*Task data*
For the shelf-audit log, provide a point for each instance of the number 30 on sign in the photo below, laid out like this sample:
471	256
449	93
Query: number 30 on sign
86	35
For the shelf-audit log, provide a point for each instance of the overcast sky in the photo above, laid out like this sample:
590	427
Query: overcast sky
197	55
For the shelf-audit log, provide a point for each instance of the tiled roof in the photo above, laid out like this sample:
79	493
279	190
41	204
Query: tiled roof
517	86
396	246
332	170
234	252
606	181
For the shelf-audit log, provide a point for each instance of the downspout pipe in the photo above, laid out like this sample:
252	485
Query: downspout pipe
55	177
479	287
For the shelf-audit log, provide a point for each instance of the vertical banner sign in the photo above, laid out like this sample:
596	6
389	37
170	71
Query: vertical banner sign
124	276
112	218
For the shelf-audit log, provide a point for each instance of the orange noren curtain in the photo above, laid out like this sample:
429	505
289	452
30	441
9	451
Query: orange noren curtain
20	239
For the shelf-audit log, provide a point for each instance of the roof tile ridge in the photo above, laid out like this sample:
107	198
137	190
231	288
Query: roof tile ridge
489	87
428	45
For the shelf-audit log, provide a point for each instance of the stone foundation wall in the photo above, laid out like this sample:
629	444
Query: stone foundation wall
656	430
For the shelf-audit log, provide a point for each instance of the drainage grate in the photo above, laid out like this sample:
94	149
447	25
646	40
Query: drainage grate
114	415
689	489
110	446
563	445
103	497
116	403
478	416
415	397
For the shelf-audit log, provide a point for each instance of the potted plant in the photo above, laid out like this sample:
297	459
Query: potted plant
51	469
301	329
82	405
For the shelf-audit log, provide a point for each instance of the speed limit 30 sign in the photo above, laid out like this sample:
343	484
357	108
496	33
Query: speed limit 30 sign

*What is expected*
Look over the listing. Pull out every line with the string "speed" in it.

*Exercise output*
For the shelf-audit log, provide a point for each instance of the speed limit 30 sign in the photo above, laid out like this sample:
Query: speed limit 30 sign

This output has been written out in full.